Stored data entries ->
──────────────────────────────

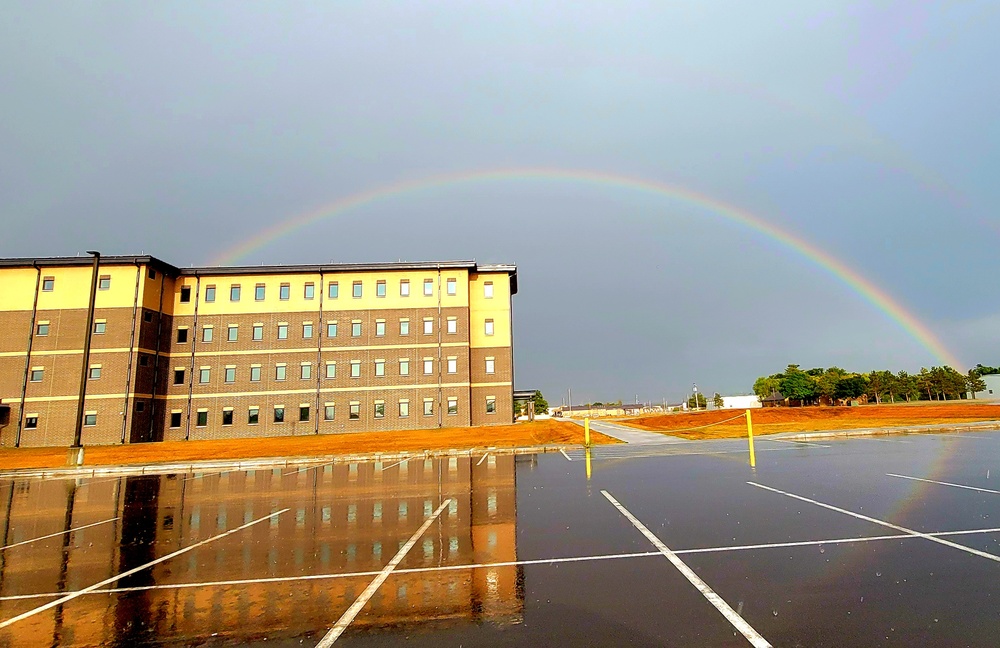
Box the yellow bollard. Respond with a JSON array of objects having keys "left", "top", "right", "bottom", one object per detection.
[
  {"left": 585, "top": 446, "right": 592, "bottom": 480},
  {"left": 745, "top": 409, "right": 756, "bottom": 468},
  {"left": 584, "top": 417, "right": 591, "bottom": 448}
]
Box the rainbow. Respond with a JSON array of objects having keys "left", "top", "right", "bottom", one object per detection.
[{"left": 212, "top": 167, "right": 963, "bottom": 368}]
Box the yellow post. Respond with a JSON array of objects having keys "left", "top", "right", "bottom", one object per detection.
[
  {"left": 585, "top": 446, "right": 592, "bottom": 480},
  {"left": 745, "top": 409, "right": 756, "bottom": 468},
  {"left": 584, "top": 417, "right": 591, "bottom": 448}
]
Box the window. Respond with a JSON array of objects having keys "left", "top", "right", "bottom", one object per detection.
[
  {"left": 423, "top": 279, "right": 433, "bottom": 296},
  {"left": 180, "top": 286, "right": 191, "bottom": 303},
  {"left": 98, "top": 275, "right": 111, "bottom": 290},
  {"left": 84, "top": 412, "right": 97, "bottom": 426},
  {"left": 277, "top": 324, "right": 288, "bottom": 339},
  {"left": 485, "top": 357, "right": 495, "bottom": 374},
  {"left": 399, "top": 319, "right": 409, "bottom": 335},
  {"left": 139, "top": 355, "right": 148, "bottom": 366},
  {"left": 230, "top": 285, "right": 241, "bottom": 301},
  {"left": 30, "top": 367, "right": 44, "bottom": 382},
  {"left": 350, "top": 361, "right": 361, "bottom": 378},
  {"left": 89, "top": 365, "right": 102, "bottom": 379},
  {"left": 196, "top": 410, "right": 208, "bottom": 427},
  {"left": 274, "top": 406, "right": 285, "bottom": 423},
  {"left": 276, "top": 364, "right": 287, "bottom": 381},
  {"left": 227, "top": 325, "right": 238, "bottom": 341},
  {"left": 225, "top": 366, "right": 236, "bottom": 383},
  {"left": 222, "top": 409, "right": 234, "bottom": 426},
  {"left": 484, "top": 281, "right": 494, "bottom": 298},
  {"left": 328, "top": 282, "right": 339, "bottom": 299},
  {"left": 423, "top": 399, "right": 433, "bottom": 416},
  {"left": 446, "top": 278, "right": 456, "bottom": 295},
  {"left": 325, "top": 362, "right": 336, "bottom": 379},
  {"left": 42, "top": 277, "right": 54, "bottom": 291},
  {"left": 400, "top": 279, "right": 410, "bottom": 296},
  {"left": 177, "top": 328, "right": 189, "bottom": 343},
  {"left": 205, "top": 285, "right": 216, "bottom": 302},
  {"left": 353, "top": 281, "right": 362, "bottom": 298},
  {"left": 447, "top": 357, "right": 457, "bottom": 374},
  {"left": 301, "top": 363, "right": 312, "bottom": 379},
  {"left": 446, "top": 318, "right": 457, "bottom": 334},
  {"left": 300, "top": 405, "right": 310, "bottom": 422},
  {"left": 374, "top": 360, "right": 385, "bottom": 377},
  {"left": 349, "top": 402, "right": 360, "bottom": 420},
  {"left": 423, "top": 359, "right": 433, "bottom": 375},
  {"left": 170, "top": 411, "right": 182, "bottom": 428},
  {"left": 148, "top": 269, "right": 157, "bottom": 280},
  {"left": 143, "top": 312, "right": 153, "bottom": 322},
  {"left": 136, "top": 402, "right": 144, "bottom": 412},
  {"left": 279, "top": 283, "right": 290, "bottom": 300},
  {"left": 303, "top": 323, "right": 313, "bottom": 339},
  {"left": 304, "top": 283, "right": 315, "bottom": 299},
  {"left": 352, "top": 321, "right": 361, "bottom": 337},
  {"left": 173, "top": 369, "right": 185, "bottom": 385},
  {"left": 327, "top": 321, "right": 337, "bottom": 338},
  {"left": 250, "top": 366, "right": 261, "bottom": 382},
  {"left": 376, "top": 280, "right": 386, "bottom": 297},
  {"left": 324, "top": 404, "right": 335, "bottom": 420},
  {"left": 447, "top": 397, "right": 458, "bottom": 415},
  {"left": 248, "top": 407, "right": 259, "bottom": 425},
  {"left": 199, "top": 367, "right": 210, "bottom": 383},
  {"left": 202, "top": 326, "right": 214, "bottom": 342},
  {"left": 485, "top": 319, "right": 494, "bottom": 336},
  {"left": 423, "top": 319, "right": 433, "bottom": 335},
  {"left": 375, "top": 320, "right": 385, "bottom": 337},
  {"left": 399, "top": 400, "right": 409, "bottom": 417},
  {"left": 374, "top": 401, "right": 385, "bottom": 419},
  {"left": 253, "top": 324, "right": 263, "bottom": 340},
  {"left": 94, "top": 320, "right": 106, "bottom": 334},
  {"left": 486, "top": 396, "right": 496, "bottom": 413},
  {"left": 399, "top": 359, "right": 410, "bottom": 376},
  {"left": 25, "top": 415, "right": 38, "bottom": 429}
]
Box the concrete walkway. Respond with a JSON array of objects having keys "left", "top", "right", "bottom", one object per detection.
[{"left": 571, "top": 419, "right": 683, "bottom": 444}]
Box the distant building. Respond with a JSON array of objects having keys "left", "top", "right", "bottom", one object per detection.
[
  {"left": 719, "top": 395, "right": 762, "bottom": 409},
  {"left": 971, "top": 374, "right": 1000, "bottom": 400}
]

──────────────────────────────

DIRECTIONS FOR THIS TASK -> Word for word, repeat the data above with the pictures left out.

TASK OUTPUT ->
Box the yellow bollard. Respond with a JSON array of objects having keys "left", "top", "right", "bottom", one object per detection.
[
  {"left": 585, "top": 446, "right": 592, "bottom": 480},
  {"left": 745, "top": 409, "right": 756, "bottom": 468},
  {"left": 584, "top": 417, "right": 591, "bottom": 448}
]
Box the rainbow. Respond with a JSON array of objects having keys "left", "top", "right", "bottom", one object per detection.
[{"left": 212, "top": 167, "right": 963, "bottom": 368}]
Box the yellow post. Respond with a JSON array of objects having keys "left", "top", "right", "bottom", one object per detection.
[
  {"left": 585, "top": 446, "right": 592, "bottom": 480},
  {"left": 745, "top": 409, "right": 756, "bottom": 468},
  {"left": 584, "top": 417, "right": 591, "bottom": 448}
]
Box the window. Respond with a JSON array of objects having keys "left", "top", "right", "bottom", one object per detection.
[
  {"left": 423, "top": 279, "right": 433, "bottom": 296},
  {"left": 180, "top": 286, "right": 191, "bottom": 303},
  {"left": 98, "top": 275, "right": 111, "bottom": 290},
  {"left": 84, "top": 412, "right": 97, "bottom": 426},
  {"left": 277, "top": 324, "right": 288, "bottom": 339},
  {"left": 485, "top": 357, "right": 495, "bottom": 374},
  {"left": 399, "top": 319, "right": 409, "bottom": 335},
  {"left": 139, "top": 355, "right": 148, "bottom": 366},
  {"left": 230, "top": 285, "right": 241, "bottom": 301},
  {"left": 30, "top": 367, "right": 44, "bottom": 382},
  {"left": 350, "top": 361, "right": 361, "bottom": 378},
  {"left": 89, "top": 365, "right": 102, "bottom": 379},
  {"left": 196, "top": 410, "right": 208, "bottom": 427},
  {"left": 274, "top": 406, "right": 285, "bottom": 423},
  {"left": 276, "top": 364, "right": 287, "bottom": 381},
  {"left": 227, "top": 325, "right": 238, "bottom": 341},
  {"left": 225, "top": 366, "right": 236, "bottom": 383},
  {"left": 222, "top": 409, "right": 234, "bottom": 426},
  {"left": 484, "top": 281, "right": 494, "bottom": 298},
  {"left": 328, "top": 282, "right": 339, "bottom": 299},
  {"left": 423, "top": 399, "right": 433, "bottom": 416},
  {"left": 446, "top": 278, "right": 456, "bottom": 295},
  {"left": 325, "top": 362, "right": 336, "bottom": 379},
  {"left": 42, "top": 277, "right": 54, "bottom": 291},
  {"left": 400, "top": 279, "right": 410, "bottom": 296},
  {"left": 177, "top": 328, "right": 189, "bottom": 343},
  {"left": 205, "top": 285, "right": 216, "bottom": 302},
  {"left": 353, "top": 281, "right": 362, "bottom": 298},
  {"left": 447, "top": 357, "right": 457, "bottom": 374},
  {"left": 301, "top": 363, "right": 312, "bottom": 379},
  {"left": 446, "top": 318, "right": 457, "bottom": 334},
  {"left": 300, "top": 405, "right": 310, "bottom": 422},
  {"left": 374, "top": 360, "right": 385, "bottom": 377},
  {"left": 349, "top": 402, "right": 360, "bottom": 420},
  {"left": 423, "top": 359, "right": 433, "bottom": 375},
  {"left": 170, "top": 411, "right": 182, "bottom": 428},
  {"left": 148, "top": 269, "right": 157, "bottom": 280},
  {"left": 143, "top": 312, "right": 153, "bottom": 322},
  {"left": 136, "top": 402, "right": 144, "bottom": 412},
  {"left": 279, "top": 283, "right": 290, "bottom": 300},
  {"left": 303, "top": 323, "right": 313, "bottom": 339},
  {"left": 304, "top": 283, "right": 315, "bottom": 299},
  {"left": 352, "top": 321, "right": 361, "bottom": 337},
  {"left": 173, "top": 369, "right": 185, "bottom": 385},
  {"left": 327, "top": 321, "right": 337, "bottom": 338},
  {"left": 250, "top": 366, "right": 261, "bottom": 382},
  {"left": 376, "top": 280, "right": 386, "bottom": 297},
  {"left": 324, "top": 404, "right": 335, "bottom": 420},
  {"left": 447, "top": 397, "right": 458, "bottom": 415},
  {"left": 248, "top": 407, "right": 259, "bottom": 425},
  {"left": 199, "top": 367, "right": 210, "bottom": 383},
  {"left": 202, "top": 326, "right": 214, "bottom": 342},
  {"left": 485, "top": 319, "right": 494, "bottom": 336},
  {"left": 423, "top": 319, "right": 433, "bottom": 335},
  {"left": 375, "top": 320, "right": 385, "bottom": 337},
  {"left": 399, "top": 400, "right": 409, "bottom": 417},
  {"left": 374, "top": 401, "right": 385, "bottom": 419},
  {"left": 253, "top": 324, "right": 263, "bottom": 340},
  {"left": 94, "top": 320, "right": 106, "bottom": 334},
  {"left": 486, "top": 396, "right": 496, "bottom": 413},
  {"left": 399, "top": 359, "right": 410, "bottom": 376},
  {"left": 25, "top": 415, "right": 38, "bottom": 429}
]
Box the concrete walkway. Respond with a JSON array of objects having keys "left", "top", "right", "bottom", one object per detection.
[{"left": 571, "top": 419, "right": 683, "bottom": 444}]
Box the distant building. Respond with a JSON array of objects having keys "left", "top", "right", "bottom", one object per detection.
[
  {"left": 719, "top": 395, "right": 762, "bottom": 409},
  {"left": 971, "top": 374, "right": 1000, "bottom": 400}
]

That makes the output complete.